> _TEXT SHOWN_
____

And when the company is Labatt Breweries of Canada, one of the country’s most prolific advertisers, the task becomes even more monumental.
But here at Strategy, we like nothing if not a hearty challenge.
Though much detail has necessarily been left out of this historical look back at Labatt, the essential story that emerges is one of a company that owes its success to sound strategic thinking, sensitivity to consumer demands and a willingness to take risks and aggressively exploit marketing opportunities as they present themselves.
Cheers.
In its never-ending battle to gain market share, Labatt Breweries spends millions of dollars annually on advertising to convince Canadians to maintain their loyalty to the company’s 40-plus national and regional brands of beer.
In its earliest days, though, John Labatt Brewery, very much a local enterprise in London, Ont., did little more than to print the occasional bar poster or take out small ads in the daily London Free Press to promote the ‘pure and wholesome’ characteristics of its four brands of beer.
That Labatt advertised little through the late 19th and early 20th centuries had much to do with the fact that the home consumption of ales and spirits was not a widespread phenomenon in Canada. Beverage rooms were the preferred drinking locale for Canadian tipplers.
Of even stronger influence on Labatt’s advertising activities, however, was the growing political strength of the Temperance movement.
After decades of organized opposition to alcohol consumption in North America, the movement succeeded in 1916 in convincing the Ontario government to ban the production and sale of alcoholic beverages for local consumption. Prohibition in the other provinces followed soon afterward.
Because provincial liquor laws prevented beer companies from advertising specific brands of beer well after Prohibition was abandoned in 1927, Labatt adopted a marketing strategy early on that focused on its community involvement rather than the actual products it produced.
So, whether it was by providing disaster relief to flood victims, organizing safe driving programs across the country or plowing highways after a snow storm, Labatt managed to gain the support of Canadian consumers without spending any great amount on brand advertising.
Even when the company did advertise, the ad copy was more likely to espouse the virtues of a current social cause than that of a particular brand of beer.
In 1945, Labatt’s first year as a public company, the company’s annual report stated that its advertising ‘supported anti-inflation, Victory Loans and other matters of national interest.’
A statement of policy in the same annual report said Labatt was committed to operating ‘in such a manner and to use such methods as will prove to Canadians that the company is concerned with the general welfare.’
Later, the common thread in Labatt’s print ads of the 1950s and early to mid-1960s was a tendency to focus on the benefits of the product itself.
However, beginning in the late 1960s, like most other major consumer goods companies in North America, Labatt shifted its advertising focus to television. At that point, the company’s advertising strategy moved away from promoting the taste profile of its beer to portraying desirable lifestyle images that supposedly went hand in hand with beer drinking.
A major turning point in Labatt’s marketing history occurred in 1968 when a tv campaign for the recently renamed Labatt Blue introduced one of the most recognizable jingles in Canadian advertising history: ‘When you’re smiling’.
Created by J. Walter Thompson of Toronto, Labatt’s agency-of-record of the time, the campaign was an instant brand-building success, thanks in equal measure to its jingle and its visual use of the Blue Balloon, a corporate icon that symbolized perfectly the free-spirited sentiment of the times. The campaign was the first step on the path to cementing Blue as Labatt’s flagship brand.

____

> _SOURCE EXCERPT_

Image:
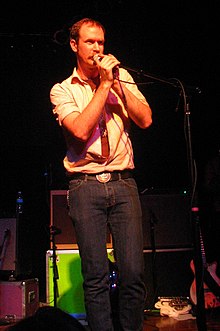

____

> _SHORT EXERCISE_
Change "Temperance movement" to "anti-alcohol movement" in the stretch of the Labatt advertising history from "Of even stronger" through "products it produced.", and give that stretch again.

> _COMPLETED EXERCISE_
Of even stronger influence on Labatt’s advertising activities, however, was the growing political strength of the anti-alcohol movement.
After decades of organized opposition to alcohol consumption in North America, the movement succeeded in 1916 in convincing the Ontario government to ban the production and sale of alcoholic beverages for local consumption. Prohibition in the other provinces followed soon afterward.
Because provincial liquor laws prevented beer companies from advertising specific brands of beer well after Prohibition was abandoned in 1927, Labatt adopted a marketing strategy early on that focused on its community involvement rather than the actual products it produced.